- [Items from a dataset]
== == ==

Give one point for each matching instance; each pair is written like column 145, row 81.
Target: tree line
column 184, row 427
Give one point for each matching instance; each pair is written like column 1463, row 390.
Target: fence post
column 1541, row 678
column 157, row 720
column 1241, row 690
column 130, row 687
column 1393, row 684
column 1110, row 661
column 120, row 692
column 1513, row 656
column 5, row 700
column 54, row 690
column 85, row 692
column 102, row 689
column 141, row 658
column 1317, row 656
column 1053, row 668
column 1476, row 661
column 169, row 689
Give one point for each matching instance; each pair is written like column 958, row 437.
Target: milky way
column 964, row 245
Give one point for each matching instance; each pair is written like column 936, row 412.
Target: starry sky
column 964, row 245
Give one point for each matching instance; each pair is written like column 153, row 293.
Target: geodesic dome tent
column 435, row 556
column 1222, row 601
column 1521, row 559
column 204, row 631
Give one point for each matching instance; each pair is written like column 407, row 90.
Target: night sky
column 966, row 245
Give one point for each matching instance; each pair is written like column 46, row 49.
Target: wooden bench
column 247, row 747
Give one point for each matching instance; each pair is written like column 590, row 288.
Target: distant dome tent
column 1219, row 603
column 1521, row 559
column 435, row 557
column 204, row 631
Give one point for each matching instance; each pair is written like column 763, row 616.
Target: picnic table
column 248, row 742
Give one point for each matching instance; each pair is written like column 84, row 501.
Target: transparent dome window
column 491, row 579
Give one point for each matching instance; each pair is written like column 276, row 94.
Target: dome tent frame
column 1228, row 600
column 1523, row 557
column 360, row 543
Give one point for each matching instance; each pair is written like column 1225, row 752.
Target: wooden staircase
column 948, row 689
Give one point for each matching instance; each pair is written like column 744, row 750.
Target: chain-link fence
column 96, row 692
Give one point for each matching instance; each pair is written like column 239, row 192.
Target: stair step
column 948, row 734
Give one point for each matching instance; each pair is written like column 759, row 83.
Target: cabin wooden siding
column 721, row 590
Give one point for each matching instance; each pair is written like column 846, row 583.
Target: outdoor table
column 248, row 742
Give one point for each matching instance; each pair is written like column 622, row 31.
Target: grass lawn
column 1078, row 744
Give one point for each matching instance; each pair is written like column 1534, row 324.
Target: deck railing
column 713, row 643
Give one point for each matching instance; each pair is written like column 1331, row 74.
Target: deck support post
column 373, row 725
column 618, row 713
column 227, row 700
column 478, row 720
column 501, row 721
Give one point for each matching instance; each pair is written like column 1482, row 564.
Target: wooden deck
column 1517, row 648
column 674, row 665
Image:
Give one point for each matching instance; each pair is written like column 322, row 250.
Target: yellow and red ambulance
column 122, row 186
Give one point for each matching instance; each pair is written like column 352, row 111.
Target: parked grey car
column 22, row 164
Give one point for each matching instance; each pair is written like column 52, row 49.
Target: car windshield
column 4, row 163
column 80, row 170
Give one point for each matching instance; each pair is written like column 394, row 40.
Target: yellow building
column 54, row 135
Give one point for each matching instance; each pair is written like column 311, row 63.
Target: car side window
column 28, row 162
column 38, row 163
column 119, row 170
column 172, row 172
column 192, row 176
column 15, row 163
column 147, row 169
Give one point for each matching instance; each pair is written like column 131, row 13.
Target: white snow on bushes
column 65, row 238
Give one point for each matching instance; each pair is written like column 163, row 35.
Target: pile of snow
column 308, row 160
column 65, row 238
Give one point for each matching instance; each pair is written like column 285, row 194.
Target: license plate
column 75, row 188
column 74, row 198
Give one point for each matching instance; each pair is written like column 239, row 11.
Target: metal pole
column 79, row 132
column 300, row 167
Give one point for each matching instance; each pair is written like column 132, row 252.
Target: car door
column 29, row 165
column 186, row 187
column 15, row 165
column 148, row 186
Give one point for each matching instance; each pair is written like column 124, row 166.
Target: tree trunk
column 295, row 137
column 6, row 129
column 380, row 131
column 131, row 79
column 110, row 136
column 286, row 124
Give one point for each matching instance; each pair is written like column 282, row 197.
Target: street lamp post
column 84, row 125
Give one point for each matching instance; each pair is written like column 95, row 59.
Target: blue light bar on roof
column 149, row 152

== == ==

- [To be done]
Starting with the first line and going on through the line with "column 169, row 689", rewrite those lines with "fence post" replaced by "wooden post" and everything else unchanged.

- [Completed exercise]
Give one point for each matching instance; each pair is written like column 145, row 81.
Target: tree line
column 184, row 427
Give one point for each matching instance; each pair is written like column 1463, row 390.
Target: wooden post
column 1541, row 678
column 157, row 720
column 1241, row 690
column 130, row 687
column 1393, row 684
column 1110, row 661
column 120, row 692
column 1513, row 656
column 5, row 700
column 54, row 690
column 85, row 692
column 102, row 689
column 141, row 658
column 1317, row 656
column 1053, row 668
column 1476, row 661
column 169, row 689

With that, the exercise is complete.